Yapılacaklar:
A: Tottenham yazısına göre Kuzey Londra ekibi 2018-19 sezonunun sonunda hangi turnuvada final oynamıştı?
B: Tottenham yazısını son cümlesinden sonra sürdürün.

Seçilen Metin:

Ange Postecoglou ve Tottenham’ın Peri Masalı
top of page

Ange Postecoglou ve Tottenham’ın Peri Masalı

Güncelleme tarihi: 12 Eki 2023



Yazan: Osman Can Erkut


Takvimler 2014 yılını gösterdiğinde Tottenham, Mauricio Pochettino’yu göreve getirmiş ve kulübün makus talihini kırmak için büyük bir adıma imza atmıştı. Kuzey Londra ekibi Pochettino yönetiminde zamanla ligin üst düzey ekipleri arasına adını yazdırmış ve düzenli olarak ilk 4 sıraya oynayıp Şampiyonlar Ligi’ne katılan bir takım haline gelmeyi başarmıştı. Tabii ki bu durum, kulübün gelirlerinin artması anlamına geliyordu ve Manchester City, Liverpool gibi rakipleriyle yarışabilmek; dolayısıyla bu seviyede kalıcı olabilmek için Tottenham’ın da kadrosunda bir revizyona gitmesi gerekiyordu.


Yeni stadyumunun inşa sürecinde ve hatta daha sonrasında, Premier League’deki rakiplerinin aksine büyük transfer harcamaları yapmaktan kaçınan Kuzey Londra ekibi, rakipleri üç haneli bonservis bedelleri öderken 2018-19 sezonunun sonunda Şampiyonlar Ligi’nde final oynamıştı. Ancak bu süreçte, bir yılı aşkın süredir hiçbir transfer yapmamıştı.

Konum işaretleme veri kümesinden alıntılar
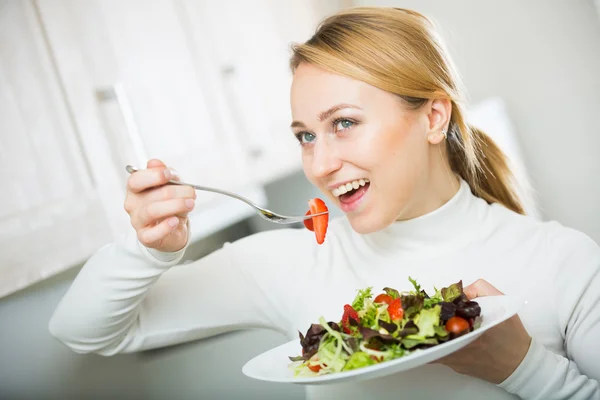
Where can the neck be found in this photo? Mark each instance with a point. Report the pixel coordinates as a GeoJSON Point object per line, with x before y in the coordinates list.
{"type": "Point", "coordinates": [446, 226]}
{"type": "Point", "coordinates": [437, 190]}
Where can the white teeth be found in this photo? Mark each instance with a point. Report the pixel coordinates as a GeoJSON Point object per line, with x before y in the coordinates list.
{"type": "Point", "coordinates": [345, 188]}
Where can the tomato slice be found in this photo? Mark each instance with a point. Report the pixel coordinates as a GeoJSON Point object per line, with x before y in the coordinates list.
{"type": "Point", "coordinates": [308, 223]}
{"type": "Point", "coordinates": [315, 367]}
{"type": "Point", "coordinates": [458, 326]}
{"type": "Point", "coordinates": [395, 310]}
{"type": "Point", "coordinates": [320, 223]}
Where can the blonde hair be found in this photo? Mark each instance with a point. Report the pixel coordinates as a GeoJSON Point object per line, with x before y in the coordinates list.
{"type": "Point", "coordinates": [399, 51]}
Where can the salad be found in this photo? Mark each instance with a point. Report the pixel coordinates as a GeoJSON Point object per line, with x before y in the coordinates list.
{"type": "Point", "coordinates": [389, 326]}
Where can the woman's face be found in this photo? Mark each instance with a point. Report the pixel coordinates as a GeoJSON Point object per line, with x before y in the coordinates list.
{"type": "Point", "coordinates": [369, 154]}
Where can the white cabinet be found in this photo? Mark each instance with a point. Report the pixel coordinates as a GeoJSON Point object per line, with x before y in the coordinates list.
{"type": "Point", "coordinates": [165, 106]}
{"type": "Point", "coordinates": [51, 212]}
{"type": "Point", "coordinates": [87, 87]}
{"type": "Point", "coordinates": [250, 42]}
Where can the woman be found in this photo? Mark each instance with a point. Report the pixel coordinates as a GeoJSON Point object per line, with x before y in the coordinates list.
{"type": "Point", "coordinates": [376, 103]}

Nihai Sonuçlar:
A: Tottenham, 2018-19 sezonunun sonunda Şampiyonlar Ligi'nde final oynamıştı.

B:
Tottenham’ın Liverpool’a kaybettiği bu final, Kuzey Londra ekibi adına beklentilerin artmasına neden olsa da gidişat pek o yönde olmamıştı. 2019-20 sezonuna sallantılı bir giriş yapan lacivert-beyazlı ekipte sezon ortasında beklenmedik şekilde Pochettino ile yollar ayrılmış ve göreve Jose Mourinho getirilmişti. Portekizli hoca, her ne kadar dönem dönem bir şeyler vadeden bir performans gösterse de ertesi sezon tecrübeli teknik direktörün görevine de son verilmişti. Çalıştırdığı her takımla en az bir kupa kazanan Mourinho, belki görevine birkaç gün daha devam etse bu serisini Tottenham ile de sürdürecekti. Zira Manchester City ile oynanacak Carabao Cup finaline saatler kalmıştı. Pochettino ve Mourinho’nun Tottenham kariyerleri özellikle sona erme biçimleri açısından birbirine benziyordu.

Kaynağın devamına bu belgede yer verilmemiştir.